How many lines in the records below contain the word "airplane"? Reply with the number only.

----- TASK DATA -----

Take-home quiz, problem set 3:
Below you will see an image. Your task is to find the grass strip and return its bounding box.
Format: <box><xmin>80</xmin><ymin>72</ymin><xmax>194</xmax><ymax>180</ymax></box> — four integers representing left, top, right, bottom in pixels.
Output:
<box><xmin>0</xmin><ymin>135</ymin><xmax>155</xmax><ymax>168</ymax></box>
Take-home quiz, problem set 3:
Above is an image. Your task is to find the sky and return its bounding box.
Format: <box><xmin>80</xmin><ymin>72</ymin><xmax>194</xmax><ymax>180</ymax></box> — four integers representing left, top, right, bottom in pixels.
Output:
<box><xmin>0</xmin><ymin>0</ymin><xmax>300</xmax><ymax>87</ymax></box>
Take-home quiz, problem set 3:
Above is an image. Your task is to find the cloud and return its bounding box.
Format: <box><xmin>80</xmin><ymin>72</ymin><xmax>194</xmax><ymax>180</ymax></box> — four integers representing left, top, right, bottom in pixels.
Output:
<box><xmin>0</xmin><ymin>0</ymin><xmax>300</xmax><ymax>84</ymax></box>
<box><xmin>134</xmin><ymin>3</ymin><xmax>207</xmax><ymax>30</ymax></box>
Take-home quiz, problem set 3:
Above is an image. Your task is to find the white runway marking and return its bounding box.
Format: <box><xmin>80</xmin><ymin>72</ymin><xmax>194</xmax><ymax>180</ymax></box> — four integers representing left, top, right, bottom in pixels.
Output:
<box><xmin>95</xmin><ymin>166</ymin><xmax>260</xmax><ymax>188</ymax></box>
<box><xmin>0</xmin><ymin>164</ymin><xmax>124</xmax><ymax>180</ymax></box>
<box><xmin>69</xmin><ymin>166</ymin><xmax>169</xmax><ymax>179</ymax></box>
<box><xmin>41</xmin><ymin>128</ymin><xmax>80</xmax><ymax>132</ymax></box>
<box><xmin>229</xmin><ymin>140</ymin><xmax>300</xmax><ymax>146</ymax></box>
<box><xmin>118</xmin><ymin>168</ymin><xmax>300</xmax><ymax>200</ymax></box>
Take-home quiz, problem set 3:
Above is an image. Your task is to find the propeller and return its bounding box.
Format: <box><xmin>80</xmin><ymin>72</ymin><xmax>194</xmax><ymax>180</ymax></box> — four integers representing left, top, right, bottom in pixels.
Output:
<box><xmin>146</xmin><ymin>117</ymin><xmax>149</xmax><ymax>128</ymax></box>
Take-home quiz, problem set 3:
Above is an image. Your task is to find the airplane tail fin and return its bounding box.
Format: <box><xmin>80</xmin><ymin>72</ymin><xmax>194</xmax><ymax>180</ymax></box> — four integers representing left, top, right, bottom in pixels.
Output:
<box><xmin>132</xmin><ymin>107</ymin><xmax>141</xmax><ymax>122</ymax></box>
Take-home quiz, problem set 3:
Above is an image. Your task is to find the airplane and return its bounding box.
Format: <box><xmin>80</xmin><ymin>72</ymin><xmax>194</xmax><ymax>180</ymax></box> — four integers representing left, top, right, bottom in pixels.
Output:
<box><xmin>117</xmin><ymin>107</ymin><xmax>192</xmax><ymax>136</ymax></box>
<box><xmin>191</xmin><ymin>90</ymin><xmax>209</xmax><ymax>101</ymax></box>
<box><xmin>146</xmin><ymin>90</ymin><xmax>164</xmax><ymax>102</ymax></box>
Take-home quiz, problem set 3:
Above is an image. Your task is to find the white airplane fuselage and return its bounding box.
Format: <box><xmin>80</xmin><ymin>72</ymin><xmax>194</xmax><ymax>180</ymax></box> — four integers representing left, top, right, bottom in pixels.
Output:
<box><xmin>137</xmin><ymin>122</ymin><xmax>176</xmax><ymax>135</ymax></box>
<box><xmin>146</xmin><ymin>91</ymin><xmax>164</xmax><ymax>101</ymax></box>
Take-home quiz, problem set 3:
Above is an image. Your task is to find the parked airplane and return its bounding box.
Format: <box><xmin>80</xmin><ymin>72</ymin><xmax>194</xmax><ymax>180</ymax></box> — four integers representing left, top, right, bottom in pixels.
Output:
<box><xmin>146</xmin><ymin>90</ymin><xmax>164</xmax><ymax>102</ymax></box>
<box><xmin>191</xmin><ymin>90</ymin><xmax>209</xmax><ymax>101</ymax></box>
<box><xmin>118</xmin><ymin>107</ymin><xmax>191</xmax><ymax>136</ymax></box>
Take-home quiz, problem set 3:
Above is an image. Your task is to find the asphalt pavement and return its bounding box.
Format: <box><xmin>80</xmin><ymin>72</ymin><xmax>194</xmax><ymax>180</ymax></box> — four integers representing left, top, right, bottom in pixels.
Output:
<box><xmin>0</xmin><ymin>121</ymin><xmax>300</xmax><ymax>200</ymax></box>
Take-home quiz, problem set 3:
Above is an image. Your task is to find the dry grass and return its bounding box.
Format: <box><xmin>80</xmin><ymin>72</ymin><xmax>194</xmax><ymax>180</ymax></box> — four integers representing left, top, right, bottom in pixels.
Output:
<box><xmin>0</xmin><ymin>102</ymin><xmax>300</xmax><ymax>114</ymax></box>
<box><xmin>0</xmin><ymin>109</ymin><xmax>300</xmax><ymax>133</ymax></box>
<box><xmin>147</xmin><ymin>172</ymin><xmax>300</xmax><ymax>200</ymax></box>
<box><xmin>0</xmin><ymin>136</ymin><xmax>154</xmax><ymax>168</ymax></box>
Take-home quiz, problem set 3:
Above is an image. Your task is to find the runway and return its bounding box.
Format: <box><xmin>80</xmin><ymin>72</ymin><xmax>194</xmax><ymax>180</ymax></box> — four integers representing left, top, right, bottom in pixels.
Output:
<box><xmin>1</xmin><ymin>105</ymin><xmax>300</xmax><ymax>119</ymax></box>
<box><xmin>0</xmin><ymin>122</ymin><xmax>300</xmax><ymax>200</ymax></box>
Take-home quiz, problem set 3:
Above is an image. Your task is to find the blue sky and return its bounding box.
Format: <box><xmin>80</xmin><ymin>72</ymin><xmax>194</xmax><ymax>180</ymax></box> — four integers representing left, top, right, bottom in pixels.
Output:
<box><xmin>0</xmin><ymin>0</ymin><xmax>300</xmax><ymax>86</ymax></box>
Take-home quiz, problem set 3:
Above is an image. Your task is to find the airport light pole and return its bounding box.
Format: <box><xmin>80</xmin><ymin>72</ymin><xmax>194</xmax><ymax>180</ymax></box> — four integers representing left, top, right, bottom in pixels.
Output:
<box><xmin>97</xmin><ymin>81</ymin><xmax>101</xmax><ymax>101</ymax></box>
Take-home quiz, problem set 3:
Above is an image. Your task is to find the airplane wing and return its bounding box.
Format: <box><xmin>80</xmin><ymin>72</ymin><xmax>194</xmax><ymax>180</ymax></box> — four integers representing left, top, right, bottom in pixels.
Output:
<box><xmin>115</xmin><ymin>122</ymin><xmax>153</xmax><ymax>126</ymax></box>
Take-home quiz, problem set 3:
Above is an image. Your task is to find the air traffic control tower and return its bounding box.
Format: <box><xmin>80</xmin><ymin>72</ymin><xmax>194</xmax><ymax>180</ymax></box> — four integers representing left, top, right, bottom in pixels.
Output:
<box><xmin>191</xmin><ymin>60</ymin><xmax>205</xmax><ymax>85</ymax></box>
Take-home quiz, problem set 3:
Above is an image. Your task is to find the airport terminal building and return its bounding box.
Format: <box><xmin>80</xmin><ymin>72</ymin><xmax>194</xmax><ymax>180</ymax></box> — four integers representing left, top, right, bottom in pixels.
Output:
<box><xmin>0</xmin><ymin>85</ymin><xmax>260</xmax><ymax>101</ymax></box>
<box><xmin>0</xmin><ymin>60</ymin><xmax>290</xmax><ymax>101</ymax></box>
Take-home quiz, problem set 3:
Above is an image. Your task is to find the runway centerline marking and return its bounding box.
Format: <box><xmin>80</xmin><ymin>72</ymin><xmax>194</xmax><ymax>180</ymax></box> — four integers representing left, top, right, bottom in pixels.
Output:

-----

▸ WRITTEN ANSWER
5